A block of data:
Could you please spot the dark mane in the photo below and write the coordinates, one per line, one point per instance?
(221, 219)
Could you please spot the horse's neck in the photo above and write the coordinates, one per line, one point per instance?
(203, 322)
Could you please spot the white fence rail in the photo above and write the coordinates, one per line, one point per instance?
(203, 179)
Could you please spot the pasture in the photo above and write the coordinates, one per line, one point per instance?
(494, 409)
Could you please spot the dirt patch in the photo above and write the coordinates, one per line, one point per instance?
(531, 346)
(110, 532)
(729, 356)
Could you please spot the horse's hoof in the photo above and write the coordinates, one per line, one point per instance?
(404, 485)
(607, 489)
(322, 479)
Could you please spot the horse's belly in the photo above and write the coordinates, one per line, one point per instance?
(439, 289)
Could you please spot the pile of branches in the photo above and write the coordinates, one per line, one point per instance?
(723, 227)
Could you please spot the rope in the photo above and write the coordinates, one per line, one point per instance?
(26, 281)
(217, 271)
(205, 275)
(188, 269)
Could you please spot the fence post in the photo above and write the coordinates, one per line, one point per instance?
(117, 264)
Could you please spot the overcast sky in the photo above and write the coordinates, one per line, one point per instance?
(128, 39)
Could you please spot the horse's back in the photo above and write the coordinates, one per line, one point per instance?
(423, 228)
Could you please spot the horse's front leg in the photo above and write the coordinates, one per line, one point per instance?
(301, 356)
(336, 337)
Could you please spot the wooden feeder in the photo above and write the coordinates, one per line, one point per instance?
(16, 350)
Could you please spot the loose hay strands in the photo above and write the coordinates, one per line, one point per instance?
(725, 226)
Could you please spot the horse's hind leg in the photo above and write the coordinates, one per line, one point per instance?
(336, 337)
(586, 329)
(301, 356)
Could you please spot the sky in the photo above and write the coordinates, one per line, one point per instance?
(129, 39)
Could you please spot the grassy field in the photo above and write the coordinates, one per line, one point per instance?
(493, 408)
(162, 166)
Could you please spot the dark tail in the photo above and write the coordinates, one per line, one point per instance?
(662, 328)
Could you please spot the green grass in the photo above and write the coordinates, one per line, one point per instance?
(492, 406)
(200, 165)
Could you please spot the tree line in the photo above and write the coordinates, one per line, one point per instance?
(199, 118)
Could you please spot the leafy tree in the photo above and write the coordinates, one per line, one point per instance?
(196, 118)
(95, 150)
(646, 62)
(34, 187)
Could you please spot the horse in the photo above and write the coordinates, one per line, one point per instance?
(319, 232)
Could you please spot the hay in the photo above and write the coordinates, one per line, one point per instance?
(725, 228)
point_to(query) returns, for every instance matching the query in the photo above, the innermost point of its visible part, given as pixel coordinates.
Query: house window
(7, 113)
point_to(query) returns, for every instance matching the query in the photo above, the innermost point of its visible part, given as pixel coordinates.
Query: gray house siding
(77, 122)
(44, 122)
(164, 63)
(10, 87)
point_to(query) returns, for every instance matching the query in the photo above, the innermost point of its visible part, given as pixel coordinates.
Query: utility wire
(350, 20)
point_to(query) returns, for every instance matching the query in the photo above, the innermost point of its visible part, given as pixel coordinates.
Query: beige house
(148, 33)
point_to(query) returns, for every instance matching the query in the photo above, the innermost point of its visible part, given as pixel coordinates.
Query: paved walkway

### TASK GOAL
Output the whole listing above again, word for word.

### OUTPUT FOR THIS TASK
Could you please spot the dark mane in the photo below and write the coordinates, one per line, one point per instance?
(221, 219)
Could you please spot the horse's neck in the photo above and write the coordinates, one per line, one point per instance?
(203, 322)
Could you please spot the white fence rail in the photo above and write the coordinates, one per line, one point per instance?
(203, 179)
Could you please spot the pasture in the photo above and write the coordinates, one per line, one point per instance?
(494, 409)
Could you please spot the dirt patch in the photo above and write the coordinates, one per line, one point per instance?
(531, 346)
(110, 532)
(729, 356)
Could you please spot the horse's hoof in the photo above and write the coordinates, one per line, one point per instance?
(404, 485)
(607, 489)
(322, 479)
Could you please spot the horse's belly in the photo above and write the coordinates, one per line, one point per instance?
(439, 289)
Could you please spot the pile of branches in the photo above and write the coordinates, one per line, one point per instance?
(723, 227)
Could you please spot the rope in the photo above and write the coordinates, one per line, one point per instance?
(26, 281)
(217, 271)
(205, 275)
(188, 269)
Could you please spot the fence post in the photo above and write the coordinates, one per line, one point per instance?
(117, 264)
Could you please spot the overcast sky in the photo above and write the coordinates, one per line, one point per instance?
(128, 39)
Could you please spot the horse's back in the photo above and write the coordinates, one per line, one point per instance?
(423, 228)
Could you please spot the horse's front leg in the photo above and write the coordinates, one per line, one point per instance?
(301, 356)
(336, 337)
Could you please spot the wooden feeder in the photo above and write the coordinates, one per line, one point per instance?
(16, 350)
Could you please spot the loose hay strands in the photo above and write the coordinates, one per line, one point per instance?
(725, 226)
Could you please spot the horse's hind leg in the photo above and write the coordinates, one per line, one point per instance?
(336, 337)
(586, 329)
(301, 356)
Could you please spot the sky in the photo above and write the coordinates, one per line, one point per instance?
(129, 39)
Could you please spot the grassy field in the photo above and write the coordinates, one per line, one point per instance?
(493, 408)
(162, 166)
Could you please spot the dark tail in the photo above and write the coordinates, one per line, one point per instance?
(662, 328)
Could you please spot the green grass in the photo above and write the coordinates, one per line, one point per instance?
(492, 406)
(200, 165)
Could you please spot the tree line in the photo above and write the coordinates, one per line, one point per instance?
(199, 118)
Could you please spot the leafy tree in the photo above and write the coordinates, one per line, one point per instance?
(196, 118)
(95, 150)
(646, 62)
(34, 187)
Could you please spot the horse in the photo above and write the coordinates, one per line, one point per instance?
(319, 232)
Could you please spot the hay in the photo above and write the coordinates, one per line, one point per instance?
(725, 228)
point_to(query) returns, for every instance matching the query in the photo above, the innermost point of its visible part, given as pixel coordinates.
Query: house window
(7, 113)
point_to(query) returns, for every instance matching the query in the photo above, the innermost point of its visible part, given as pixel coordinates.
Query: gray house siding
(77, 122)
(44, 122)
(164, 63)
(10, 87)
point_to(query) returns, for every instance matching the query in the photo above, the innermost point of its visible part, given as pixel coordinates.
Query: utility wire
(350, 20)
point_to(query) returns, for every instance matching the query in the photo above, the innermost point of its visible part, given as pixel coordinates.
Query: beige house
(148, 33)
point_to(query) returns, for every instance matching the query in the photo above, the innermost point of its visible part, given as pixel coordinates.
Query: paved walkway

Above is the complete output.